### WRITTEN TASK
Can you gather and copy out every line in the data below that contains the word "tree"?
━━━━━━━━━━
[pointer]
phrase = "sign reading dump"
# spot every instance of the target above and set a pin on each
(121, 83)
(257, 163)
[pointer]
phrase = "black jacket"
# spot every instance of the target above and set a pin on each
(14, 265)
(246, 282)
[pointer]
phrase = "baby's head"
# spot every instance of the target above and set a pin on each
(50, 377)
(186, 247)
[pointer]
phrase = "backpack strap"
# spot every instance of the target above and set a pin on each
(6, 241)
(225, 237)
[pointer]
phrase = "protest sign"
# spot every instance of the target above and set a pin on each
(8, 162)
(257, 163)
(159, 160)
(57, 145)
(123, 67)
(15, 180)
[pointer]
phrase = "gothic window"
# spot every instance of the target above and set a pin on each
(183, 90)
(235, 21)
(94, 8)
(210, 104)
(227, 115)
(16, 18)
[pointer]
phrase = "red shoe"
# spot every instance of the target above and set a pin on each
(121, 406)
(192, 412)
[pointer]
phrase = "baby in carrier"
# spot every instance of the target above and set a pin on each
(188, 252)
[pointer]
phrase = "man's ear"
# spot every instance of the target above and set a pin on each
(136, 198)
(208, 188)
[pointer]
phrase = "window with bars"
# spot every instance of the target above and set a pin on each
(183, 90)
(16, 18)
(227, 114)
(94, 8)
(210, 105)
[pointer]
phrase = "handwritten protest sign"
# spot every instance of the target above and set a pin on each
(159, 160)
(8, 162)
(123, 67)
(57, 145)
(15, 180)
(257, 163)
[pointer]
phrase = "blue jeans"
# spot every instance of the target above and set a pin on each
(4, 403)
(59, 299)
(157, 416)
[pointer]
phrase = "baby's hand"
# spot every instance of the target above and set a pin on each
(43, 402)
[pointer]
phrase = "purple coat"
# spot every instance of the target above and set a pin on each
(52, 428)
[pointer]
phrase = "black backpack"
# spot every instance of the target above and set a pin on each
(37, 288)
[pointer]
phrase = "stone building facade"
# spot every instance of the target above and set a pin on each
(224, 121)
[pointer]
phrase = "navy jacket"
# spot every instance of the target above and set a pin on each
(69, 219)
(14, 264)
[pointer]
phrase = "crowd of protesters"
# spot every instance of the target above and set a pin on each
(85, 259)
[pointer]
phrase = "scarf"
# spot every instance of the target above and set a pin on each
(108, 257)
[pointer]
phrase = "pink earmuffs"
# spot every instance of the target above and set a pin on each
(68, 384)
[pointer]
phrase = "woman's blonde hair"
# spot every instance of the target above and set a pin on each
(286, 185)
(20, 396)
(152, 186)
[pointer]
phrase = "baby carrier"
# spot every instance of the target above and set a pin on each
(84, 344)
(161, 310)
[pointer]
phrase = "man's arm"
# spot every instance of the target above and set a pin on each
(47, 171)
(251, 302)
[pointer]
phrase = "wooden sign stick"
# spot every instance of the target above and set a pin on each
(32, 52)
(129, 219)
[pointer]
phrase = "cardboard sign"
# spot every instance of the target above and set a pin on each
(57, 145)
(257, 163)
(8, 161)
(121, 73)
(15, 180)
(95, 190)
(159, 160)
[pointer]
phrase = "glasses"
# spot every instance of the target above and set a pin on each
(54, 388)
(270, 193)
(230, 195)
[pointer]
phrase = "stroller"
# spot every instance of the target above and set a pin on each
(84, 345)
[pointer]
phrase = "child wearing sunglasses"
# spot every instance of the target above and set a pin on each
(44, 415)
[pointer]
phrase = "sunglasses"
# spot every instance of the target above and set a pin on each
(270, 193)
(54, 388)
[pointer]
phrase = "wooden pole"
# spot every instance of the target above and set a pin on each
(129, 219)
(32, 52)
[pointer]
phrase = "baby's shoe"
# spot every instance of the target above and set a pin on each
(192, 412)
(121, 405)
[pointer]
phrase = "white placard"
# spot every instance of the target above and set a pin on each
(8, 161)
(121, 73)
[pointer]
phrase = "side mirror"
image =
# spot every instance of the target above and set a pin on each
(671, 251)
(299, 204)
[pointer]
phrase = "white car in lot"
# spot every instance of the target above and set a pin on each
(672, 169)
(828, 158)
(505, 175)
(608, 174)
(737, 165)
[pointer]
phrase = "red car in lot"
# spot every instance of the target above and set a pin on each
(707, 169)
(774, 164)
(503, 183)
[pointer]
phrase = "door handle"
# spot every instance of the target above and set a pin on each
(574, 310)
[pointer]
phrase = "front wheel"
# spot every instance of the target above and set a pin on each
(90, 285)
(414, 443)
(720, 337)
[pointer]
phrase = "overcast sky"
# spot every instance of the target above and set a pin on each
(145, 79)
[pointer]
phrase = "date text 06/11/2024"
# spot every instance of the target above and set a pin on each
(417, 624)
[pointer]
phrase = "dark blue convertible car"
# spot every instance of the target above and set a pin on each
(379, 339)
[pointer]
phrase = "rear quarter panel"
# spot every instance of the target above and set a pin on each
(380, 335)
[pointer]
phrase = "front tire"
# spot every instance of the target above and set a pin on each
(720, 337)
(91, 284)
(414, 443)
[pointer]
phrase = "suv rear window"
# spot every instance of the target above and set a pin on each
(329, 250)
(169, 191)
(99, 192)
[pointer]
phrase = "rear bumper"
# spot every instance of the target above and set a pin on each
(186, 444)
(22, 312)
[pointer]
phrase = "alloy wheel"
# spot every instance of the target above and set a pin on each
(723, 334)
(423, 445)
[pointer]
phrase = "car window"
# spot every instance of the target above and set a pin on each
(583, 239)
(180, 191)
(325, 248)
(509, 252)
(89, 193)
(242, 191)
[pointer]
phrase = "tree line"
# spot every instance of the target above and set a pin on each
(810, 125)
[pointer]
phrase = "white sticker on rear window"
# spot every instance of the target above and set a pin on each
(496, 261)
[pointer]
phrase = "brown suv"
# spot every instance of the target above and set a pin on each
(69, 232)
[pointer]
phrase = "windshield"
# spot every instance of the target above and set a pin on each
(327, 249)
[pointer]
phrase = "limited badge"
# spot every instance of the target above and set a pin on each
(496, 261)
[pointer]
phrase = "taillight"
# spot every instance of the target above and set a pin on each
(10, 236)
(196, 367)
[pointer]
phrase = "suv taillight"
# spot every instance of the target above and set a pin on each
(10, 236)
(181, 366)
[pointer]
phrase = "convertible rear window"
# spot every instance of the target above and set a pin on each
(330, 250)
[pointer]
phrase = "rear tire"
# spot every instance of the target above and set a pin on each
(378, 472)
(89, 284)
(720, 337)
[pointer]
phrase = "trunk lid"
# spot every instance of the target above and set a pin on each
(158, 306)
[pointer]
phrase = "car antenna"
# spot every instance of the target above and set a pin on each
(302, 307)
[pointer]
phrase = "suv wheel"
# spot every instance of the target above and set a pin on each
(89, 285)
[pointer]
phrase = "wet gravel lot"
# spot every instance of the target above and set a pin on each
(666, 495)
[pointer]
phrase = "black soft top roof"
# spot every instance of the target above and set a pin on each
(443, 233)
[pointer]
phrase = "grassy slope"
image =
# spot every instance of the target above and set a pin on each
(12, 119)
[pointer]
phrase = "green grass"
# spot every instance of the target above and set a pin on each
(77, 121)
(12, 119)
━━━━━━━━━━
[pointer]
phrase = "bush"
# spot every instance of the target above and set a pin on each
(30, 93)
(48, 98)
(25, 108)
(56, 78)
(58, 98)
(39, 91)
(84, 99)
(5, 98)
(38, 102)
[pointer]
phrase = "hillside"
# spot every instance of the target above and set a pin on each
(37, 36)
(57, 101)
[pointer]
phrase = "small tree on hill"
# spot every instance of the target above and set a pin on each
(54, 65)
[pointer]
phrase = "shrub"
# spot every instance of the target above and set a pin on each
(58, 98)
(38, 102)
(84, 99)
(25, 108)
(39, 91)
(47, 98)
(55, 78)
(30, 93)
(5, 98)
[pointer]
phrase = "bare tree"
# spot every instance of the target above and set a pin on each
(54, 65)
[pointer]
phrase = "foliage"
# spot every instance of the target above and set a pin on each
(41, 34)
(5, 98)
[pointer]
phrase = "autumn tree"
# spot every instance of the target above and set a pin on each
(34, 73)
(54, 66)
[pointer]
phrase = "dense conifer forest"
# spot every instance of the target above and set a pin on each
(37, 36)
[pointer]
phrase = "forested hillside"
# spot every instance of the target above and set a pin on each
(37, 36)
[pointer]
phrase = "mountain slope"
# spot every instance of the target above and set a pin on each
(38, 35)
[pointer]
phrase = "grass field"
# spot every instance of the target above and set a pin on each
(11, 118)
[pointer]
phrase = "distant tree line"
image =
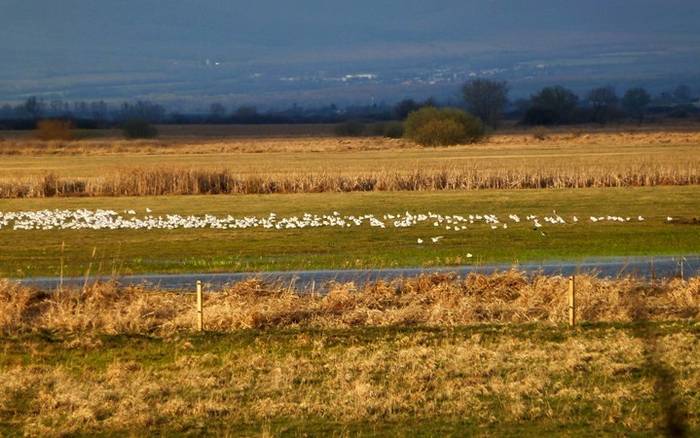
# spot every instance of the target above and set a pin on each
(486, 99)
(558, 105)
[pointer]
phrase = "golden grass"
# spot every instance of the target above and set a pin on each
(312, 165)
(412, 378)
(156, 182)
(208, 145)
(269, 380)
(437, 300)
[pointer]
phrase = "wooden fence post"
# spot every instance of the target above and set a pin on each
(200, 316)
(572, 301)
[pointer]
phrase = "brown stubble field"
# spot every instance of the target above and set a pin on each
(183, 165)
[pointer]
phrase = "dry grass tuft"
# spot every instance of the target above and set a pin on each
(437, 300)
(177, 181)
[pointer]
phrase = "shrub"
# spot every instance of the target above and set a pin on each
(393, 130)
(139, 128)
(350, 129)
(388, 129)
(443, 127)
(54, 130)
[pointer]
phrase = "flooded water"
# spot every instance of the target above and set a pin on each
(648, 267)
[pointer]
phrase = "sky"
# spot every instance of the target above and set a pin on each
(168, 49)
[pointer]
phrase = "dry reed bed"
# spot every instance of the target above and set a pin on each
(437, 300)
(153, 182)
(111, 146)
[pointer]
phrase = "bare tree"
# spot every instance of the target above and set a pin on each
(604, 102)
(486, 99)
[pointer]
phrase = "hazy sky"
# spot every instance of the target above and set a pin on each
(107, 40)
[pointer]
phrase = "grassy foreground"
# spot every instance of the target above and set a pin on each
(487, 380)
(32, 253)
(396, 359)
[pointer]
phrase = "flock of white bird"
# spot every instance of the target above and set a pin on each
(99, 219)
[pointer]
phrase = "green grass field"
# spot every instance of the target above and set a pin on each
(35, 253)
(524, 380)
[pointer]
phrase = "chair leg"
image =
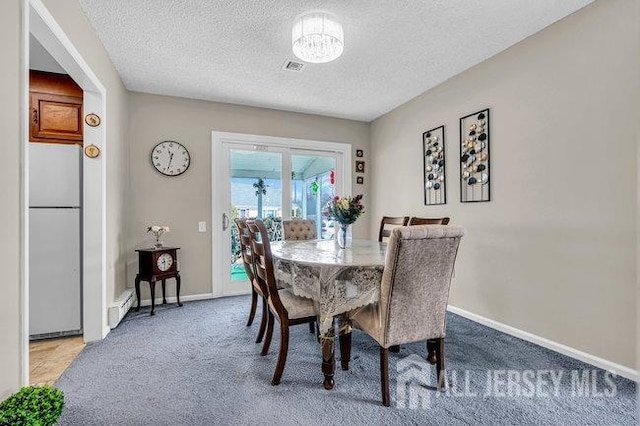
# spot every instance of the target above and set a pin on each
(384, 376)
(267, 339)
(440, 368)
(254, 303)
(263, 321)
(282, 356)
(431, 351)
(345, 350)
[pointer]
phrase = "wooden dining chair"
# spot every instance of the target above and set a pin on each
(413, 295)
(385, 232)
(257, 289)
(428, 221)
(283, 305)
━━━━━━━━━━
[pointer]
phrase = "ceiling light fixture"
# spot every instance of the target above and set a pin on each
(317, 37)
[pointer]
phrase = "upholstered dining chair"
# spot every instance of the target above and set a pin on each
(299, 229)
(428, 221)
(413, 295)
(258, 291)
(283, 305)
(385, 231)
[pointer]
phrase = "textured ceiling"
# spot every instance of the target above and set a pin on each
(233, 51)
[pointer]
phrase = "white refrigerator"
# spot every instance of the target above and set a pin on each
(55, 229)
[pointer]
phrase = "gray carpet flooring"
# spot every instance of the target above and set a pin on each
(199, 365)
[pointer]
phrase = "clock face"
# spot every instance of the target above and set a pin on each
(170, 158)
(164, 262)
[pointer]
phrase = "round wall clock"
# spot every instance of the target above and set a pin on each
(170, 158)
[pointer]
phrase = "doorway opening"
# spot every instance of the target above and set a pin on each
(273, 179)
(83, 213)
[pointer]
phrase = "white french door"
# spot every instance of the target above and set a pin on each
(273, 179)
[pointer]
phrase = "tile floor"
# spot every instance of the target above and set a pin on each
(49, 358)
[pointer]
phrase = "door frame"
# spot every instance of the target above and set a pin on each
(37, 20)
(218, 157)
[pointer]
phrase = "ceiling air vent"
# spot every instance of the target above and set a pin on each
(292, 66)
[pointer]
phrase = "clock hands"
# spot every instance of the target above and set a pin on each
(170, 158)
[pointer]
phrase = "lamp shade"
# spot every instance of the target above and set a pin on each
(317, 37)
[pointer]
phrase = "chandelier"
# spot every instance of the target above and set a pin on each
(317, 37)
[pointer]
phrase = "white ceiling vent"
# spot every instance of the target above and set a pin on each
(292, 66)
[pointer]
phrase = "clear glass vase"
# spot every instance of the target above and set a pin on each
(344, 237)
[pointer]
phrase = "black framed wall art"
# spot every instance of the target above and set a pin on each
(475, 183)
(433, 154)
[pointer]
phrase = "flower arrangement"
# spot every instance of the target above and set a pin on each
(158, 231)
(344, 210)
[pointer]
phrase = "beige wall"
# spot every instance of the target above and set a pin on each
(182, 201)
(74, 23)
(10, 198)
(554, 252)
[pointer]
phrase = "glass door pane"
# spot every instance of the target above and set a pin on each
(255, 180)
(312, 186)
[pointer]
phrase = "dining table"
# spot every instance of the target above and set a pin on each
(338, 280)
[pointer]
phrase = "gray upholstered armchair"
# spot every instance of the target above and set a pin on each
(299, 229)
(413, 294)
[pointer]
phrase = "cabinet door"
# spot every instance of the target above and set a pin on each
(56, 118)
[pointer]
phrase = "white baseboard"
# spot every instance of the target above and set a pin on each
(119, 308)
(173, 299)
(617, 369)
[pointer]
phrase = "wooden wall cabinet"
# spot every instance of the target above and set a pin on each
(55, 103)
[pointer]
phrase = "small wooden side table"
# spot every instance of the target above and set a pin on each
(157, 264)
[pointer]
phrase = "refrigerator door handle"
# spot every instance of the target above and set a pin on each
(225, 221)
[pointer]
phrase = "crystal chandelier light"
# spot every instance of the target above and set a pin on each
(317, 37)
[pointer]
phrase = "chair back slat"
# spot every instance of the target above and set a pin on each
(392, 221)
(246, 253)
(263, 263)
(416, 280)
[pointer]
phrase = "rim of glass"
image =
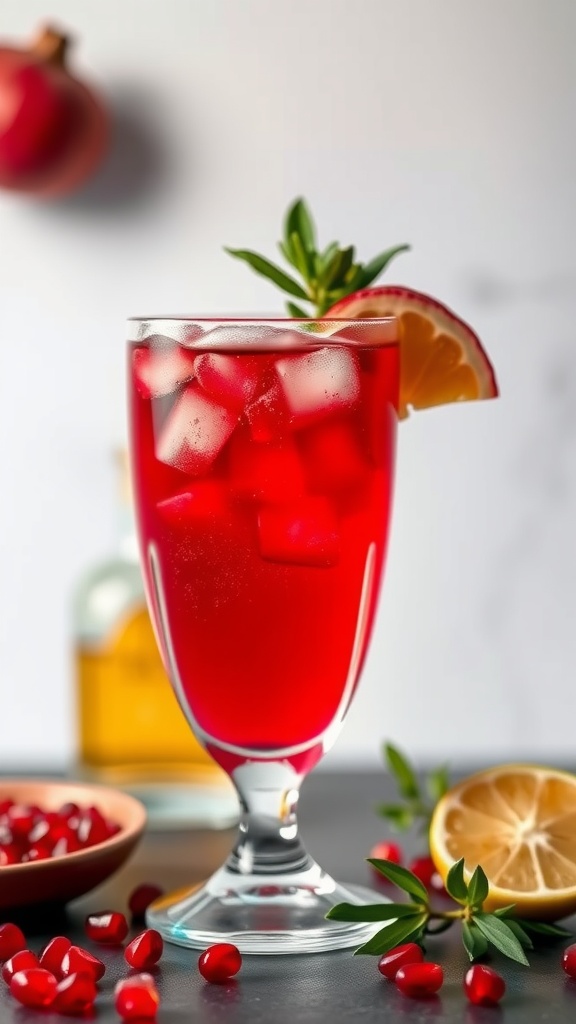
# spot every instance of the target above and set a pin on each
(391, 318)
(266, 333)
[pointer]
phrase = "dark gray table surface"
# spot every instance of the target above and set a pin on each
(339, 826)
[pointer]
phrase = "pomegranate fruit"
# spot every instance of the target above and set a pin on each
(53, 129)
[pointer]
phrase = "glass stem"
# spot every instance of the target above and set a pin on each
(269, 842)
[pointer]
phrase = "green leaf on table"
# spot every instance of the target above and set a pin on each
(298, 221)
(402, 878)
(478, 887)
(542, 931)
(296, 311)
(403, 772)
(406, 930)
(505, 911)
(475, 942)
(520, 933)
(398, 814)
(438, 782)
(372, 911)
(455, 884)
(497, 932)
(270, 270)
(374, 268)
━━━━━━━━━━
### EXERCISE ANSWER
phrase = "tree line"
phrase = "small tree on hill"
phrase = "bare tree"
phrase = "autumn tree"
phrase = "distant tree line"
phrase = "bare tree"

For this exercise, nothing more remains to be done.